Instructions to follow: Write out the material again from the line with "In this photo, where can the green signboard" up to and including the line with "(1133, 385)", requests included. Multiply every coordinate in the answers by 2.6 and round it to a whole number, halves up, and return only those lines.

Stored rows:
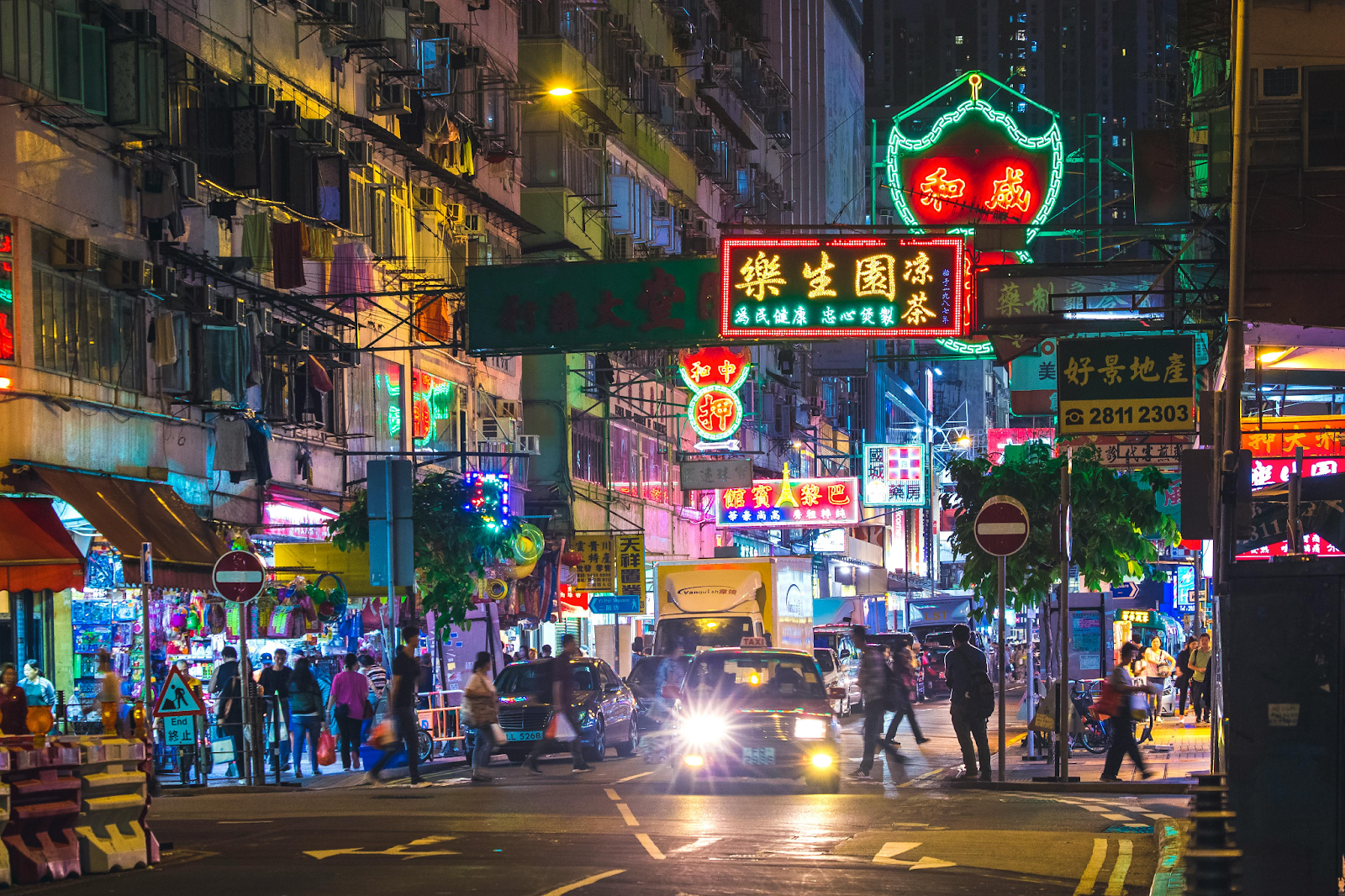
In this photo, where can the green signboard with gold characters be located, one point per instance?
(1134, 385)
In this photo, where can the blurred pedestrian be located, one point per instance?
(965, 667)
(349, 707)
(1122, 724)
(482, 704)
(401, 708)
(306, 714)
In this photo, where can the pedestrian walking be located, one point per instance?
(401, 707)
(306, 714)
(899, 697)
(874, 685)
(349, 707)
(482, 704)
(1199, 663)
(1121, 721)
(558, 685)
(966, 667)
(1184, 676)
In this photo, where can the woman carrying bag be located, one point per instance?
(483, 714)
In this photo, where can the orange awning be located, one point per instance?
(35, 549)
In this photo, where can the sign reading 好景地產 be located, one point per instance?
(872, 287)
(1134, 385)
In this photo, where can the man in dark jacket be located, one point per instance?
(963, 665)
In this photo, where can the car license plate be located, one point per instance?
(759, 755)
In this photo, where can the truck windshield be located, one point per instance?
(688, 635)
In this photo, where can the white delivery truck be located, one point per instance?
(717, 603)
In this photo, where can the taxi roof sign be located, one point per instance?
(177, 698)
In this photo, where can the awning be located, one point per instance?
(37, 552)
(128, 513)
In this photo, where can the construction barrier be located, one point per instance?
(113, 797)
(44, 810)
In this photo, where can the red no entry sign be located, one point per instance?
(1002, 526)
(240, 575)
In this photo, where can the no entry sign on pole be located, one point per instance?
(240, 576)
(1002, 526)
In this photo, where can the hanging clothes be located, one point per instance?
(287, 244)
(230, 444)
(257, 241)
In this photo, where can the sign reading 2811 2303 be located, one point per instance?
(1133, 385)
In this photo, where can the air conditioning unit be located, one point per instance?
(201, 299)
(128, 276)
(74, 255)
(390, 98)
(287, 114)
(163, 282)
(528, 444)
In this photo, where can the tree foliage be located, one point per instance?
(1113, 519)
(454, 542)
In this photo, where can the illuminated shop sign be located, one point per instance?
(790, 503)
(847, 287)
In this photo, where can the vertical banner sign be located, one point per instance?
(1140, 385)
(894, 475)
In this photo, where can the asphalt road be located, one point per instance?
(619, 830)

==

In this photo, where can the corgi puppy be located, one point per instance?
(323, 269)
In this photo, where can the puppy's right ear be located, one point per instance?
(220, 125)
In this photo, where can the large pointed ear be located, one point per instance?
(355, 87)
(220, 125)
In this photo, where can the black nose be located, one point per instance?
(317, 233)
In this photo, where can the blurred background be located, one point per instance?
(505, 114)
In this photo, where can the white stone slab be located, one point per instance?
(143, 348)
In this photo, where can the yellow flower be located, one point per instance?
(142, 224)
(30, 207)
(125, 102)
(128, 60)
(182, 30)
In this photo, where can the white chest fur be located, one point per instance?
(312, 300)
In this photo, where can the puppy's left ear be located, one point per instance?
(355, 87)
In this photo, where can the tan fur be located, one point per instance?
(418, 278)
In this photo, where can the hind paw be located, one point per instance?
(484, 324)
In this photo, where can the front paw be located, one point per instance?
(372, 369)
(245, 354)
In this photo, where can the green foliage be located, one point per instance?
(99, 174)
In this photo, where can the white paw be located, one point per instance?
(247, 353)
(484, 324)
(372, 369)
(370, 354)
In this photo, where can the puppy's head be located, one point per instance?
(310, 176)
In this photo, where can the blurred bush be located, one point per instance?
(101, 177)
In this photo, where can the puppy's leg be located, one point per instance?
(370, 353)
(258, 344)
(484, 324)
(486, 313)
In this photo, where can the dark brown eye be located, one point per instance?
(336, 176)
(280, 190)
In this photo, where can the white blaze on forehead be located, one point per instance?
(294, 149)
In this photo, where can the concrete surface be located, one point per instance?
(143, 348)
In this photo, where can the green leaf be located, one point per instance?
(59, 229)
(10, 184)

Output below:
In this photo, where can the green signboard with gold characters be located, one point per instance?
(2948, 1001)
In this photo, where can the blurred pedestrian be located, one point per instance?
(2509, 1734)
(907, 1838)
(2917, 1882)
(1253, 1830)
(1043, 1841)
(796, 1856)
In this photo, where can the pedestrian walking be located, one point per instance?
(1043, 1838)
(796, 1856)
(2337, 1812)
(2272, 1781)
(907, 1838)
(1253, 1830)
(3117, 1724)
(2915, 1875)
(1451, 1781)
(2512, 1734)
(3078, 1758)
In this photo, where can the woman carrying bag be located, one point per instance?
(1256, 1856)
In this photo, where can the orange awning be located, one point per instance?
(91, 1427)
In this photo, where can the sign reading 好景地產 be located, one point per instance?
(2267, 746)
(2948, 1001)
In this photo, where can the man in dark jacket be located, one point per instance?
(2504, 1729)
In this photo, where can the car license plate be located, one point per instance?
(1973, 1963)
In this photo, where can the truck windshield be located, one point per instance?
(1789, 1651)
In this photo, where can the white delivery truck be located, one point per instance?
(1864, 1568)
In this photo, where can the taxi roof sign be located, one point per instance?
(460, 1815)
In this photo, where can the awning be located, one point per instance?
(96, 1435)
(333, 1334)
In this photo, where can the construction barrier be located, one point per instance?
(294, 2072)
(114, 2106)
In this photo, where can the red no entry sign be located, one point per instance?
(2605, 1368)
(624, 1495)
In this photo, where can the no entry sign on pole be located, one point per instance?
(624, 1498)
(2605, 1368)
In this photo, where can the hanging clothes be located, one point per instance?
(746, 634)
(598, 1154)
(668, 627)
In this photo, where can the sign reading 2811 2303 be located, one point per instance?
(2946, 1001)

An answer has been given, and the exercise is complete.